- [Job A] Express the entries from the line with "the bowl rim" up to and including the line with "[[60, 622]]" as a JSON list of strings, one string per line, leaving out blank lines.

“Readers don’t block readers, writers don’t block writers”
Is a common principle in database management that emphasizes the importance of concurrency and scalability. The principle states that readers should be able to read data simultaneously without blocking each other, and writers should be able to write to the database without blocking each other.
PostgreSQL’s Multi-version Concurrency Control (MVCC) is a powerful feature that allows multiple transactions to access and modify data concurrently without interfering with each other. MVCC provides a consistent and isolated view of the database to each transaction, which allows for high concurrency and scalability. However, as transactions modify and delete data, they can leave behind obsolete or dead rows that occupy space in the database and may cause performance degradation over time. This is where PostgreSQL Autovacuum comes in – it is a background process that automatically manages the database’s storage and removes obsolete or dead data, ensuring that the database remains healthy and performant. In this blog, we will explore the inner workings of Autovacuum and how it can be tuned to optimize performance and prevent issues in PostgreSQL databases.
The rows which are marked as deleted are called dead rows. They serve no real purpose, but continue to occupy the disk space and could eventually lead to query slowness as the queries need to scan even the dead tuples.
What is vacuum ?
PostgreSQL implemented vacuuming to clean these dead rows and reclaim the space for reuse by new rows. There is a background process called ‘autovacuum’ which automatically does the vacuuming at regular intervals based on the pre-defined configuration parameters .
What is the problem ?
We have a table in our database which gets high DML transactions, and hence generates a large number of dead tuples.

- [Job B]
Answer from the PostgreSQL autovacuum text:
(i) What does MVCC stand for?
(ii) What are rows marked as deleted called?
(iii) What is the background process that vacuums automatically at regular intervals called?

- [Input data]
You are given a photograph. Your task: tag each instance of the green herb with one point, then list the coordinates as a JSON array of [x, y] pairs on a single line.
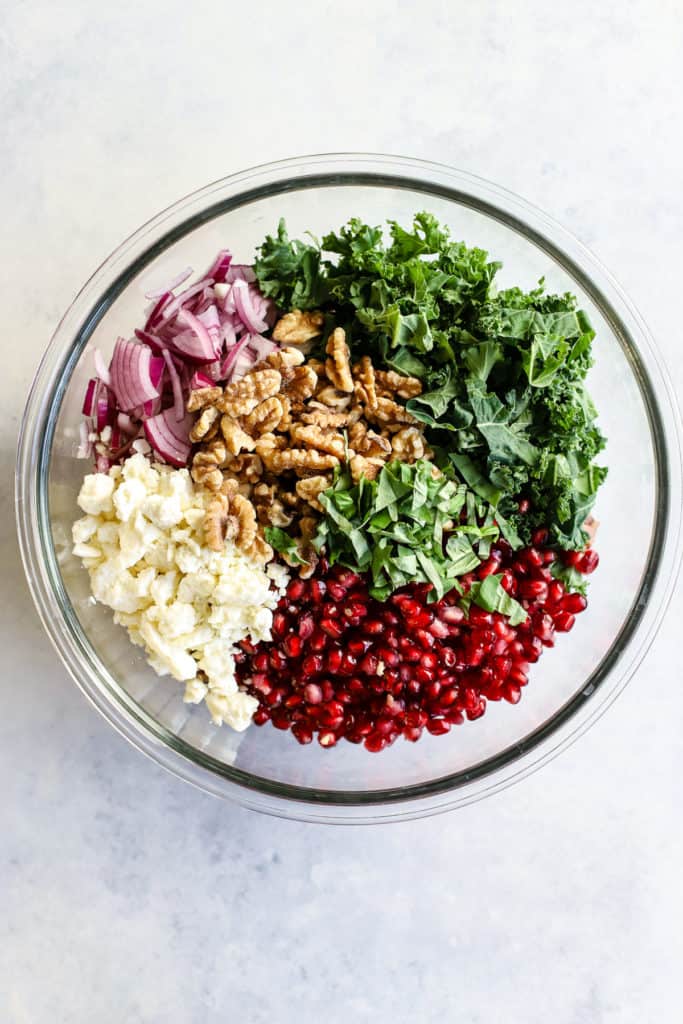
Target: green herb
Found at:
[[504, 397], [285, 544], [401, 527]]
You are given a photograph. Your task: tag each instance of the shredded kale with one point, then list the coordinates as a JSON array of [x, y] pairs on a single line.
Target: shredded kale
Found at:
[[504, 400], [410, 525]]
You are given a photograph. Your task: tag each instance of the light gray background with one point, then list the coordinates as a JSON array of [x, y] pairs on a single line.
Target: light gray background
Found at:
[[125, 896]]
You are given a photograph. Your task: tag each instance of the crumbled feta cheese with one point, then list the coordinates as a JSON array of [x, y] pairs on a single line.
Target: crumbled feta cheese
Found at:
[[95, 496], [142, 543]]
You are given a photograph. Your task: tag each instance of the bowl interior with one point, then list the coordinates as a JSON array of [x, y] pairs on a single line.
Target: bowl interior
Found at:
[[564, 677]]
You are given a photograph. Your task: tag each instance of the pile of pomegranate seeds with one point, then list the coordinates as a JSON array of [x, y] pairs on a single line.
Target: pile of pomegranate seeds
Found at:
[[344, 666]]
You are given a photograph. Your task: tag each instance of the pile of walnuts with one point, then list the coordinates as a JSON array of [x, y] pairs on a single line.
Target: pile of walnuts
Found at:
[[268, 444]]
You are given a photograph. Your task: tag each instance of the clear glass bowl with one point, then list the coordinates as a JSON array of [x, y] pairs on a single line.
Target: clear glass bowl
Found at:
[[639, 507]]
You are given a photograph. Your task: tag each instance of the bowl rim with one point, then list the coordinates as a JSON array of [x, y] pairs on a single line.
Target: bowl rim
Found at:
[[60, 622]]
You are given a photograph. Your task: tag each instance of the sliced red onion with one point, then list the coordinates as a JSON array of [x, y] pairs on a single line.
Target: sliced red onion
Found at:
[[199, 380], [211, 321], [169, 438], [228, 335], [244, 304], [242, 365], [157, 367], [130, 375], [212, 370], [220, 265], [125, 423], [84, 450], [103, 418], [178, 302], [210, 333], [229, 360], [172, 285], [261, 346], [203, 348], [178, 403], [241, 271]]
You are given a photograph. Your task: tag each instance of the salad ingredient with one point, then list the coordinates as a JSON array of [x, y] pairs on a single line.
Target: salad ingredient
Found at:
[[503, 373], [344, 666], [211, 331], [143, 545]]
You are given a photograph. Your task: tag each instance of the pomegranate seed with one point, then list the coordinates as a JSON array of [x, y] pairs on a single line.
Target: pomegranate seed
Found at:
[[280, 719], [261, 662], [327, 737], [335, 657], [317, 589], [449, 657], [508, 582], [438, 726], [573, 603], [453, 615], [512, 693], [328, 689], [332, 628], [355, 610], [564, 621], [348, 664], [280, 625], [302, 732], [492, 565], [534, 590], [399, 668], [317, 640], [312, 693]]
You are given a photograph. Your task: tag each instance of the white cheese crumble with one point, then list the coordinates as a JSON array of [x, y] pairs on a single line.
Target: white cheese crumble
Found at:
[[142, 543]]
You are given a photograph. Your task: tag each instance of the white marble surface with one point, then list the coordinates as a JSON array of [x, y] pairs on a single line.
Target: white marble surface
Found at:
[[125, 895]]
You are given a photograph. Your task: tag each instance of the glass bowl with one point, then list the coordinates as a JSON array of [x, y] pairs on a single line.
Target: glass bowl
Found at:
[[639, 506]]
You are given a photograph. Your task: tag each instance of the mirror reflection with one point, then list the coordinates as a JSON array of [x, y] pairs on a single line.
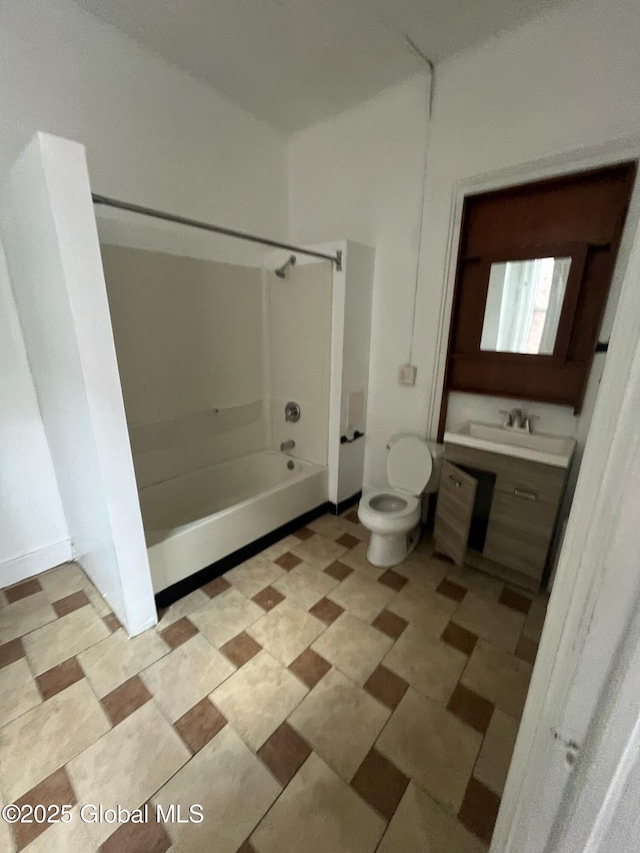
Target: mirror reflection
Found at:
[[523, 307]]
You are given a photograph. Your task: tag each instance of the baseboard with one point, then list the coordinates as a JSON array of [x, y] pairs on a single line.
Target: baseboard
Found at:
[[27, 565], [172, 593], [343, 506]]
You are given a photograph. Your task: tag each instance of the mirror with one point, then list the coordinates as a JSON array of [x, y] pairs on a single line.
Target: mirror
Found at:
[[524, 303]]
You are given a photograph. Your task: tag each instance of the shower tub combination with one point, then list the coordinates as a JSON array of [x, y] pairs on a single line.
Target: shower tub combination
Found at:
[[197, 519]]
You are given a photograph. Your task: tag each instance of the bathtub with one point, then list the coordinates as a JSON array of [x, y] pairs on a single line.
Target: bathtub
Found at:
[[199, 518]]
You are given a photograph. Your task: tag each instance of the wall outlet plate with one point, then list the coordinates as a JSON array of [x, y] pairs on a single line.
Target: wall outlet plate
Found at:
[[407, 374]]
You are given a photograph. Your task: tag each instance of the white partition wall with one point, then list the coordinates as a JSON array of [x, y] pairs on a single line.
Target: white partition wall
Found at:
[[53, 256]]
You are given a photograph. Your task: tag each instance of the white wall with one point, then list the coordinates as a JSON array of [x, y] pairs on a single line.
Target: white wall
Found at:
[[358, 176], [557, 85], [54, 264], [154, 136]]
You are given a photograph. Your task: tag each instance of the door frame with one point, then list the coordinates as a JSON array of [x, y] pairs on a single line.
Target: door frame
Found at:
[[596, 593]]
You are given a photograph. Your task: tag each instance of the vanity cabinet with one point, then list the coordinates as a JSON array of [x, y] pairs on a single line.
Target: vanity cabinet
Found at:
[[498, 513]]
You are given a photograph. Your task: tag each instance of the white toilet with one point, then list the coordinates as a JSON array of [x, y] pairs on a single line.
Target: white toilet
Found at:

- [Reply A]
[
  "You are given a photograph. Your task: tag each instance of the bowl rim with one point, then list the coordinates as a JSON array of [x, y] pairs on a single line.",
  "Target: bowl rim",
  "Found at:",
  "[[60, 622]]"
]

- [Reply B]
(i) Multi-version Concurrency Control
(ii) Dead rows
(iii) Autovacuum